## WORK TO BE COMPLETED
An exact, word-for-word copy of the entries is required, beginning at the line that contains "Where in the photo above can the butterfly body" and ending at the last line, both included.

## SOURCE INFORMATION
%%

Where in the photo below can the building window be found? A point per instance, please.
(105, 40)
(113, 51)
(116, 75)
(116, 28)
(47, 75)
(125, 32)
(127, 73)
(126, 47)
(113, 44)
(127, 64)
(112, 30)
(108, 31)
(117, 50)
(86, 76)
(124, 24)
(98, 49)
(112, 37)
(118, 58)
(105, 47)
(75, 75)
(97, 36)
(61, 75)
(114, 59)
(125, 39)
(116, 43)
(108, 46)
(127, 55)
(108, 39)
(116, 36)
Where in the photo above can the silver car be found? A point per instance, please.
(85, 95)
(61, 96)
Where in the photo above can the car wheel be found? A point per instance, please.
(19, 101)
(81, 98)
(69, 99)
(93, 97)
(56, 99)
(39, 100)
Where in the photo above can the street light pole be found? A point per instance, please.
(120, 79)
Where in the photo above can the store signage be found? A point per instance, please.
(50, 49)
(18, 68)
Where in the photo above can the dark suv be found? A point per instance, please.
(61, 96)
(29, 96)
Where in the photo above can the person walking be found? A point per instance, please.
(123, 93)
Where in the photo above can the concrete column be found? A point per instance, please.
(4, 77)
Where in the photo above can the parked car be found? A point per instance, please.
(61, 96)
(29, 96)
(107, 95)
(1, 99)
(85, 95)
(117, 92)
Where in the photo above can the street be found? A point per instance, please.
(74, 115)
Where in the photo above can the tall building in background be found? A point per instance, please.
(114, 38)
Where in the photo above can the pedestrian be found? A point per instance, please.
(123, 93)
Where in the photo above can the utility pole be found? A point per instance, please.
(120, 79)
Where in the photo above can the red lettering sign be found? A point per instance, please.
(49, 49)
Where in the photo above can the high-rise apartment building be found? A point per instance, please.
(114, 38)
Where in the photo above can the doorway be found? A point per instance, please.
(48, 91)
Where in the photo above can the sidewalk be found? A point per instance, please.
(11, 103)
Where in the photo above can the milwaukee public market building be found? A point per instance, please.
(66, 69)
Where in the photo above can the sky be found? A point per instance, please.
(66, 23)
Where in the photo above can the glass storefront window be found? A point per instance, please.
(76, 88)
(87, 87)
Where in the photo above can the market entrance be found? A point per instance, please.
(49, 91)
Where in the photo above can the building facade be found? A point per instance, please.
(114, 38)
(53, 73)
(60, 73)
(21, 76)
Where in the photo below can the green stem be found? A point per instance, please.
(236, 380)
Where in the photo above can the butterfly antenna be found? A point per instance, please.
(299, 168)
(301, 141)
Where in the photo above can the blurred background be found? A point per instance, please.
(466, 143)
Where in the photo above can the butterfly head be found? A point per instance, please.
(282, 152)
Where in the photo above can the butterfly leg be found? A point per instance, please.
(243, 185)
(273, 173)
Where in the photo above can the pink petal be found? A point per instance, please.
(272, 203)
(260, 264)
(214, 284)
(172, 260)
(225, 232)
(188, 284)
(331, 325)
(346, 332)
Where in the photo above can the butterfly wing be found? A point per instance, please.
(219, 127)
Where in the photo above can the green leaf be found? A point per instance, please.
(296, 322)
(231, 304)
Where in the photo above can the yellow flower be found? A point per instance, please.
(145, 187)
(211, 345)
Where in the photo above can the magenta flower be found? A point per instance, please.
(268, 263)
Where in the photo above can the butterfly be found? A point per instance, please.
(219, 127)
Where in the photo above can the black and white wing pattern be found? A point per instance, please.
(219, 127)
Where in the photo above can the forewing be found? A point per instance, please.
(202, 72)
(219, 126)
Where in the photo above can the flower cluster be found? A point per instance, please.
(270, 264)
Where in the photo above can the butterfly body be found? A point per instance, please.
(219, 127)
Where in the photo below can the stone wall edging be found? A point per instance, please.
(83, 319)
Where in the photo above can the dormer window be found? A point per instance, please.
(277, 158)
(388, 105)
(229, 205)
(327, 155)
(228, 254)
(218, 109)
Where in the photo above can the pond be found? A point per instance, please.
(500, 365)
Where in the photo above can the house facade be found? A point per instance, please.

%%

## THE ANSWER
Where in the photo above can the butterfly body be found? A point per instance, please.
(219, 127)
Where in the photo below can the stone wall edging be found? A point per instance, please.
(83, 319)
Where in the photo above can the dormer window be found? A point per instance, please.
(277, 158)
(388, 105)
(229, 205)
(327, 155)
(228, 254)
(218, 109)
Where in the photo above can the pond be found? A point per instance, please.
(500, 365)
Where in the photo above can the house facade be found? A point per instance, please.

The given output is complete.